*YOUR INSTRUCTIONS*. Below are lines of data; restate word for word those running from the line containing "Where can you spot the bicycle?" to the line containing "Query: bicycle", inclusive, and no others.

*ENTRIES SHOWN*.
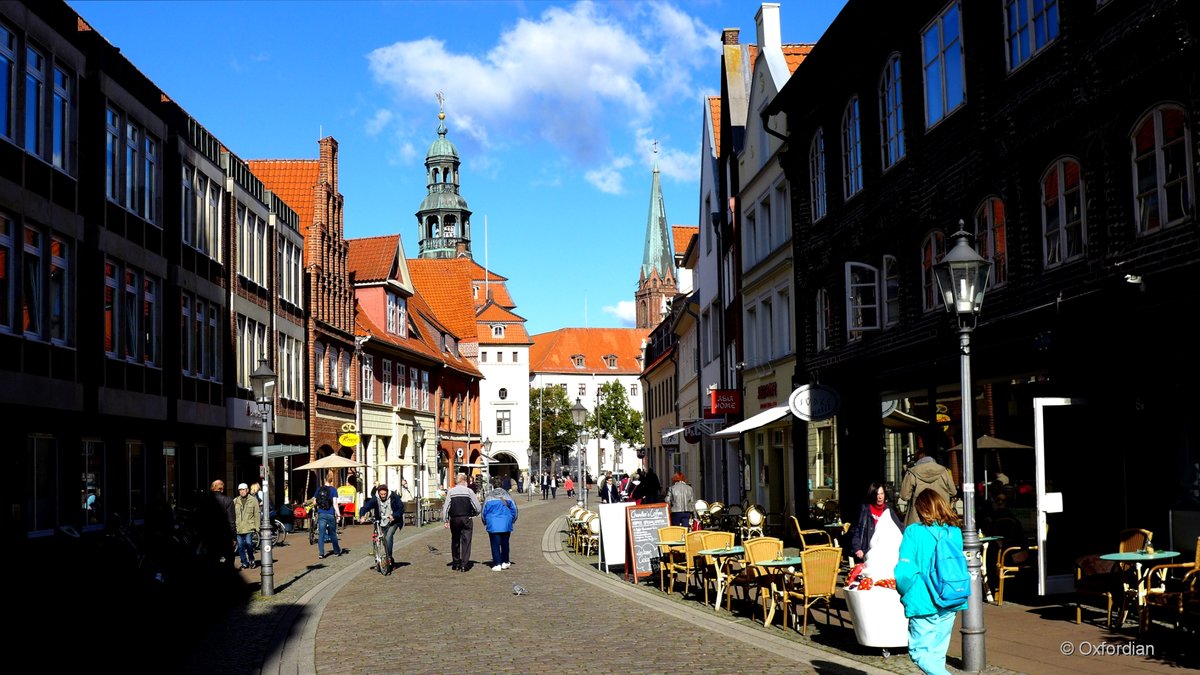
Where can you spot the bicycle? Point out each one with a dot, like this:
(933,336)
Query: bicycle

---

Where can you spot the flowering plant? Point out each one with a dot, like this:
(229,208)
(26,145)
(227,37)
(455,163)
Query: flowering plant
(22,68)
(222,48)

*SOLUTION TO THIS TASK*.
Where can you spot the bicycle? Point out each one with a dot, like this:
(933,336)
Query: bicycle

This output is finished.